Rewrite the stretch of records from the line containing "# outline every instance of the green tree" through the line containing "[[[0,33],[19,45],[38,40],[57,18],[53,0],[0,0]]]", replacing "green tree" with "oak tree" and leaving everything else unchanged.

### Data for this exercise
=====
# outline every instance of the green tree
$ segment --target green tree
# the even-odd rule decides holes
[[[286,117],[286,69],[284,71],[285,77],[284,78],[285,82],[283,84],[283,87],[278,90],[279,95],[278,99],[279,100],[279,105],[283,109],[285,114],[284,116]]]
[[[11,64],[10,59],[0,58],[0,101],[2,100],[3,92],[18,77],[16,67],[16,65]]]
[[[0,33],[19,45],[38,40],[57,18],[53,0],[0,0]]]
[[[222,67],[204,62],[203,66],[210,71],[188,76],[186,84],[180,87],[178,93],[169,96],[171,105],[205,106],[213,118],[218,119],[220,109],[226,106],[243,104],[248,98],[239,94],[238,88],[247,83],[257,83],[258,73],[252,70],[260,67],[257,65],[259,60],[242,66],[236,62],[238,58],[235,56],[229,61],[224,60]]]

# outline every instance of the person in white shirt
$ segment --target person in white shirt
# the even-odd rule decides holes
=====
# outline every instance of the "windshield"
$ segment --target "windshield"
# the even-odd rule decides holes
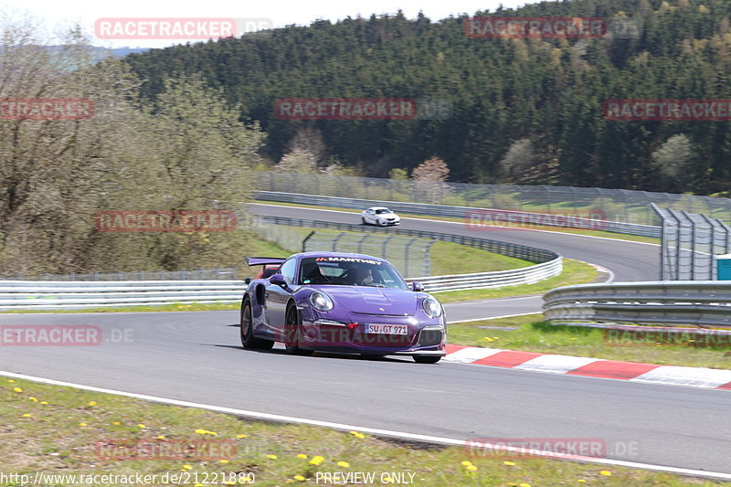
=====
### Solution
# outline every instance of the oak tree
$ segment --target oak tree
# the even-odd rule decides holes
[[[286,117],[286,69],[284,71],[285,77],[284,78],[285,82],[283,84],[283,87],[278,90],[279,95],[278,99],[279,100],[279,105],[283,109],[285,114],[284,116]]]
[[[11,64],[10,59],[0,58],[0,101],[2,100],[3,92],[18,77],[16,67],[16,65]]]
[[[0,33],[19,45],[38,40],[57,18],[53,0],[0,0]]]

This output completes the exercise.